Point annotation dataset records:
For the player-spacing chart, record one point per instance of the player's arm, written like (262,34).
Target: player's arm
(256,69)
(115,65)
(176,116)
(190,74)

# [TASK OBJECTIVE]
Render the listing above as a two-column CSV headed text and answer, one row per block. Put each field in double quotes and replace line breaks with spaces.

# [RESPONSE]
text,answer
"For the player-spacing chart, record one point per instance of the player's arm, written like (262,34). Target: player's arm","(256,69) (115,65) (176,116) (190,74)"